• TASK INSTRUCTIONS:
Set every record down again, exactly and completely.

• PROVIDED DATA:
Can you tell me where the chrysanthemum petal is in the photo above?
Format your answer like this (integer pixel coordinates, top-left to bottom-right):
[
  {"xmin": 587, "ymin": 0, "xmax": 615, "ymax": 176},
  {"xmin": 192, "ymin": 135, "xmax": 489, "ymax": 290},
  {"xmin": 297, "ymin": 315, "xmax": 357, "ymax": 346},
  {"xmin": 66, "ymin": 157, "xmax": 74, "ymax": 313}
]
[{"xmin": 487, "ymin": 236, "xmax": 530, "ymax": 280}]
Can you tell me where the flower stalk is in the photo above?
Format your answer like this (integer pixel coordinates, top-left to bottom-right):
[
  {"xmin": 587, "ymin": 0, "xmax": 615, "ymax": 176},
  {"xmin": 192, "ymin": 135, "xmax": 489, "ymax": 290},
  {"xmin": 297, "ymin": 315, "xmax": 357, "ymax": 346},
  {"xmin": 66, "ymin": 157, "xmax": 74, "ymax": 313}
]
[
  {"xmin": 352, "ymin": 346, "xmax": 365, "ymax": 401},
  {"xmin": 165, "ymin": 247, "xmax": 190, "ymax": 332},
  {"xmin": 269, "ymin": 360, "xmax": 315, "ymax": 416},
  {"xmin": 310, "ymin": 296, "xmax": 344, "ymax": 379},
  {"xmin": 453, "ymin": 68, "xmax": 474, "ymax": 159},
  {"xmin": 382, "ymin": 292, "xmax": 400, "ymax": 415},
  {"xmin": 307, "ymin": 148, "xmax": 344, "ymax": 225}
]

• RESPONSE BOX:
Can you tell me where the chrysanthemum petal is in the photo above?
Format your answer like this (integer pixel coordinates, top-left to bottom-right):
[
  {"xmin": 587, "ymin": 0, "xmax": 615, "ymax": 176},
  {"xmin": 192, "ymin": 135, "xmax": 489, "ymax": 290},
  {"xmin": 297, "ymin": 315, "xmax": 357, "ymax": 346},
  {"xmin": 66, "ymin": 157, "xmax": 74, "ymax": 313}
]
[{"xmin": 487, "ymin": 236, "xmax": 530, "ymax": 280}]
Can you tell me where the flower stalk is in the photo above?
Format your answer like this (integer pixel coordinates, top-left to bottom-right):
[
  {"xmin": 587, "ymin": 0, "xmax": 615, "ymax": 176},
  {"xmin": 192, "ymin": 135, "xmax": 489, "ymax": 290},
  {"xmin": 297, "ymin": 315, "xmax": 357, "ymax": 346},
  {"xmin": 66, "ymin": 157, "xmax": 74, "ymax": 313}
]
[
  {"xmin": 352, "ymin": 346, "xmax": 365, "ymax": 401},
  {"xmin": 165, "ymin": 247, "xmax": 190, "ymax": 332},
  {"xmin": 269, "ymin": 360, "xmax": 315, "ymax": 416},
  {"xmin": 310, "ymin": 296, "xmax": 344, "ymax": 379},
  {"xmin": 453, "ymin": 68, "xmax": 474, "ymax": 159},
  {"xmin": 382, "ymin": 292, "xmax": 400, "ymax": 415},
  {"xmin": 307, "ymin": 148, "xmax": 344, "ymax": 225}
]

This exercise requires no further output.